Data records
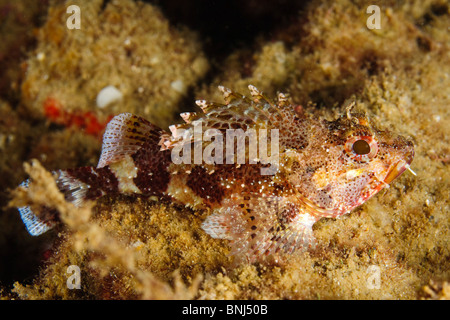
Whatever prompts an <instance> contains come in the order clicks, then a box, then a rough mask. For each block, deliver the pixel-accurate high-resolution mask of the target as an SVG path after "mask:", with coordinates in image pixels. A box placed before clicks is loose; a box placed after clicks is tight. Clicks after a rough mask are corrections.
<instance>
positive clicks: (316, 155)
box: [19, 85, 414, 263]
mask: <svg viewBox="0 0 450 320" xmlns="http://www.w3.org/2000/svg"><path fill="white" fill-rule="evenodd" d="M219 89H220V90H221V91H222V93H223V96H224V100H225V104H218V103H212V102H208V101H205V100H198V101H196V104H197V105H198V106H199V107H200V108H201V109H202V111H203V112H198V113H197V112H192V113H182V114H181V117H182V118H183V120H184V121H185V123H183V124H179V125H173V126H170V127H169V128H170V131H171V132H170V133H169V132H167V131H164V130H162V129H160V128H158V127H157V126H155V125H153V124H152V123H150V122H148V121H147V120H145V119H142V118H141V117H138V116H136V115H133V114H130V113H123V114H120V115H118V116H116V117H114V118H113V119H112V120H111V121H110V122H109V123H108V125H107V127H106V130H105V133H104V136H103V146H102V153H101V156H100V160H99V163H98V166H97V167H81V168H76V169H68V170H58V171H56V172H54V174H55V176H56V183H57V185H58V187H59V189H60V190H61V192H63V193H64V195H65V198H66V199H67V200H68V201H70V202H72V203H74V204H75V205H76V206H81V205H83V202H84V201H85V200H93V199H97V198H99V197H101V196H104V195H114V194H126V195H135V194H139V195H142V196H148V197H150V196H156V197H160V198H169V199H171V200H172V201H175V202H178V203H181V204H184V205H186V206H189V207H192V208H194V209H208V210H210V212H211V214H210V215H209V216H208V217H207V218H206V219H205V221H204V222H203V223H202V229H203V230H204V231H205V232H206V233H207V234H209V235H210V236H211V237H213V238H218V239H227V240H229V241H230V242H229V244H230V247H231V250H230V251H231V254H232V255H233V256H235V257H236V261H247V262H250V263H252V262H258V261H262V260H264V259H267V258H268V257H269V256H271V257H274V256H275V257H277V256H279V255H280V254H290V253H294V252H296V251H304V250H308V249H311V248H313V247H314V246H315V244H316V241H315V238H314V235H313V230H312V227H313V225H314V223H315V222H317V221H318V220H320V219H321V218H335V217H339V216H342V215H344V214H347V213H349V212H350V211H351V210H352V209H354V208H355V207H357V206H359V205H361V204H362V203H364V202H365V201H367V200H368V199H369V198H371V197H372V196H373V195H375V194H376V193H377V192H378V191H380V190H381V189H383V188H384V187H386V186H388V185H389V183H391V182H392V181H393V180H394V179H395V178H396V177H398V176H399V175H400V174H401V173H402V172H404V171H405V170H406V169H409V166H410V164H411V162H412V160H413V157H414V147H413V144H412V142H411V141H409V140H407V139H406V138H404V137H402V136H400V135H394V134H392V133H390V132H388V131H385V130H380V129H378V128H376V127H375V126H374V125H373V124H372V123H371V121H369V119H368V117H367V116H366V115H365V114H362V113H353V112H352V108H351V106H349V107H348V108H347V112H346V114H343V115H341V116H340V117H338V118H337V119H335V120H333V121H328V120H325V119H321V118H318V117H315V116H313V115H311V114H309V113H307V112H306V111H304V110H303V109H302V108H301V107H300V106H297V105H295V104H292V103H291V101H290V99H289V98H288V96H287V95H285V94H282V93H280V94H279V95H278V98H277V99H276V101H272V100H270V99H268V98H267V97H265V96H264V95H263V94H262V93H261V92H260V91H259V90H258V89H257V88H255V87H254V86H252V85H250V86H249V89H250V93H251V96H249V97H245V96H243V95H241V94H238V93H236V92H233V91H231V90H230V89H227V88H224V87H222V86H219ZM199 132H200V134H199ZM248 132H252V134H247V133H248ZM237 133H238V134H237ZM242 133H244V134H243V135H242ZM230 137H231V139H229V138H230ZM258 138H259V139H258ZM225 141H226V142H227V143H225ZM230 141H231V142H234V141H236V144H234V143H228V142H230ZM246 141H249V143H248V144H249V145H248V148H245V142H246ZM243 145H244V148H242V146H243ZM252 147H253V149H252ZM256 149H257V151H255V150H256ZM269 151H270V157H269V156H268V153H269ZM181 154H182V156H180V155H181ZM230 154H231V156H230ZM224 155H225V158H226V159H224ZM234 155H235V156H236V157H234ZM239 157H240V161H238V160H239V159H238V158H239ZM274 159H276V161H274ZM271 160H272V161H271ZM27 185H28V180H27V181H25V182H23V183H22V186H24V187H27ZM19 211H20V214H21V217H22V220H23V222H24V223H25V226H26V228H27V230H28V231H29V233H30V234H32V235H40V234H42V233H44V232H46V231H47V230H49V229H51V228H53V227H54V226H55V225H56V224H57V223H58V214H57V212H56V210H54V209H53V210H52V209H51V208H42V210H40V211H41V212H39V213H36V214H35V213H34V212H32V211H31V209H30V208H29V207H21V208H19Z"/></svg>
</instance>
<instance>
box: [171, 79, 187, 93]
mask: <svg viewBox="0 0 450 320" xmlns="http://www.w3.org/2000/svg"><path fill="white" fill-rule="evenodd" d="M170 86H171V87H172V89H173V90H175V91H176V92H179V93H184V92H185V90H186V87H185V86H184V82H183V80H175V81H173V82H172V83H171V84H170Z"/></svg>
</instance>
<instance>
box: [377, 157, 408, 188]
mask: <svg viewBox="0 0 450 320" xmlns="http://www.w3.org/2000/svg"><path fill="white" fill-rule="evenodd" d="M407 169H408V170H410V171H411V172H412V173H413V174H415V173H414V171H412V170H411V169H410V168H409V163H408V162H406V161H405V160H400V161H399V162H397V163H396V164H395V166H394V167H393V168H392V169H391V170H390V171H389V172H388V174H387V175H386V177H385V178H384V180H383V182H384V183H386V184H389V183H391V182H392V181H393V180H394V179H395V178H397V177H398V176H399V175H401V174H402V173H403V172H404V171H405V170H407Z"/></svg>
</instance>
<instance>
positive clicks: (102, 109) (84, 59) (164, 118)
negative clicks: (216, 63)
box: [22, 0, 208, 133]
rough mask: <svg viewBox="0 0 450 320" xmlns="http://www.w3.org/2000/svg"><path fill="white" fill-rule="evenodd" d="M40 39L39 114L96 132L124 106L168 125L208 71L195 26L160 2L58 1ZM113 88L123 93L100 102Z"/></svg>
mask: <svg viewBox="0 0 450 320" xmlns="http://www.w3.org/2000/svg"><path fill="white" fill-rule="evenodd" d="M37 39H38V44H37V47H36V48H35V50H34V51H33V53H32V54H31V55H30V58H29V59H28V60H27V62H26V68H27V69H26V78H25V80H24V82H23V83H22V101H23V104H24V105H25V107H26V109H27V110H28V111H29V112H31V114H33V115H35V116H42V115H45V116H47V117H48V118H49V119H50V120H52V121H54V122H57V123H61V124H64V125H68V126H70V125H73V124H75V125H79V126H81V127H82V128H83V129H85V130H87V131H92V133H96V132H97V131H101V129H102V128H103V127H104V124H105V123H106V122H107V121H108V120H109V119H110V116H111V115H115V114H118V113H120V112H132V113H135V114H139V115H142V116H144V117H146V118H147V119H149V120H152V121H154V122H155V123H157V124H159V125H161V126H163V125H168V124H169V122H170V120H172V115H173V112H174V111H175V110H176V108H177V104H178V103H179V102H180V101H181V99H182V98H183V97H184V95H186V93H187V92H188V90H189V88H191V87H192V86H194V85H195V84H196V82H197V81H198V79H199V78H200V77H201V76H203V75H204V74H205V72H206V71H207V69H208V62H207V60H206V59H205V57H204V55H203V53H202V49H201V44H200V42H199V40H198V39H197V38H196V36H195V34H194V33H193V32H191V31H189V30H187V29H185V28H184V29H176V28H175V27H173V26H171V25H169V22H168V21H167V20H166V18H165V17H164V16H163V14H162V13H161V12H160V10H159V9H157V8H156V7H154V6H152V5H150V4H145V3H142V2H134V1H131V0H120V1H110V2H105V3H103V1H99V0H96V1H75V2H74V1H68V2H64V3H60V4H57V5H54V6H51V7H50V8H49V12H48V17H47V21H46V23H45V25H44V26H43V27H42V28H40V29H39V31H38V36H37ZM109 86H113V87H115V88H116V90H117V91H118V92H120V93H121V95H122V98H121V99H117V101H111V103H109V104H107V105H104V104H101V105H98V104H97V103H96V98H97V96H98V95H99V93H100V92H101V90H102V89H104V88H106V87H109ZM113 102H115V103H113ZM89 117H92V118H93V120H92V121H89V119H87V120H86V118H89ZM95 121H96V122H95ZM80 122H81V123H80ZM96 125H97V126H96ZM97 127H98V128H97Z"/></svg>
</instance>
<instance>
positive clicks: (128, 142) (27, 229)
mask: <svg viewBox="0 0 450 320" xmlns="http://www.w3.org/2000/svg"><path fill="white" fill-rule="evenodd" d="M166 135H167V133H166V132H165V131H164V130H161V129H160V128H158V127H157V126H155V125H153V124H151V123H150V122H148V121H147V120H145V119H143V118H141V117H138V116H135V115H133V114H131V113H122V114H119V115H117V116H116V117H114V118H113V119H112V120H111V121H110V122H109V123H108V125H107V127H106V131H105V134H104V135H103V146H102V153H101V156H100V160H99V163H98V165H97V168H94V167H82V168H76V169H69V170H59V171H57V172H54V174H56V175H57V178H56V184H57V186H58V188H59V190H60V191H61V192H62V193H63V194H64V196H65V198H66V200H67V201H70V202H72V203H73V204H74V205H76V206H81V205H82V204H83V202H84V201H86V200H95V199H97V198H99V197H101V196H103V195H106V194H115V193H124V194H134V193H139V194H145V195H163V194H164V192H165V191H166V189H167V186H168V183H169V180H170V174H169V172H168V167H169V163H170V161H171V160H170V152H160V149H161V140H162V139H163V138H164V136H166ZM21 186H23V187H26V188H27V187H28V180H27V181H25V182H23V183H22V184H21ZM19 211H20V215H21V217H22V220H23V222H24V223H25V226H26V228H27V230H28V231H29V233H30V234H32V235H35V236H37V235H40V234H43V233H44V232H46V231H47V230H49V229H51V228H53V227H54V225H55V224H56V223H57V222H58V214H57V212H56V210H54V209H51V208H42V210H39V211H41V212H39V213H37V212H36V214H35V213H33V211H32V210H31V209H30V207H21V208H19Z"/></svg>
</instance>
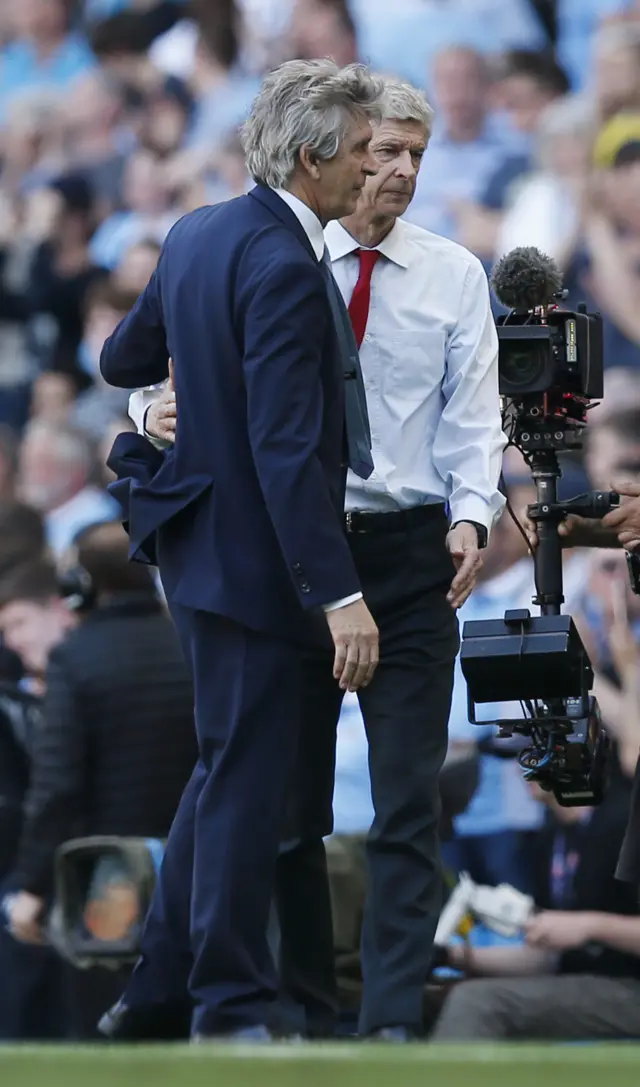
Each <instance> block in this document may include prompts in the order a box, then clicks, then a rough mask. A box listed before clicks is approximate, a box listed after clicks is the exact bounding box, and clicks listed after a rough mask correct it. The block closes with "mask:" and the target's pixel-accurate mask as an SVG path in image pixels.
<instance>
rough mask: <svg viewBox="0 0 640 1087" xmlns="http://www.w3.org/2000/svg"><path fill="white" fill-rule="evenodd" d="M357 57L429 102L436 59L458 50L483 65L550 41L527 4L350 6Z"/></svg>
mask: <svg viewBox="0 0 640 1087" xmlns="http://www.w3.org/2000/svg"><path fill="white" fill-rule="evenodd" d="M350 7H351V10H352V12H353V18H354V22H355V26H356V30H357V37H359V42H360V51H361V55H362V57H365V58H366V59H367V62H368V63H369V64H372V65H373V66H374V67H375V68H377V70H378V71H380V72H389V73H394V74H396V75H397V76H399V77H402V78H404V79H409V80H410V82H411V83H412V84H413V85H414V86H415V87H425V88H426V90H427V92H428V93H429V95H430V96H431V97H434V87H435V83H434V65H435V58H436V57H437V54H438V53H440V52H442V50H446V49H450V48H452V47H457V46H463V47H465V48H468V49H473V50H474V51H477V52H479V53H481V54H482V55H484V57H487V59H490V58H491V57H495V55H497V54H498V53H500V52H502V51H503V50H504V49H543V48H544V47H545V46H547V45H548V43H549V39H548V36H547V33H545V30H544V28H543V26H542V23H541V21H540V18H539V16H538V13H537V11H536V10H535V7H536V5H535V4H531V2H530V0H506V2H505V0H447V3H442V2H441V0H419V2H417V3H416V0H396V2H394V3H393V4H390V3H389V2H388V0H350Z"/></svg>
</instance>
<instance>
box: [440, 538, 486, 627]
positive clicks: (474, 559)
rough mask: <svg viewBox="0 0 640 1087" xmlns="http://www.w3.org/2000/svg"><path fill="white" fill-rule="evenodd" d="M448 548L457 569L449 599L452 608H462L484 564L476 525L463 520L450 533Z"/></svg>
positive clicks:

To do
Only the lines above starting at the one containing "positive clicks: (102, 109)" and ending at the one containing "box: [22, 0, 208, 133]", both included, are to be returned, exactly as they read.

Answer box
positive clicks: (102, 109) (84, 59) (164, 118)
negative clicks: (216, 63)
box: [22, 0, 208, 133]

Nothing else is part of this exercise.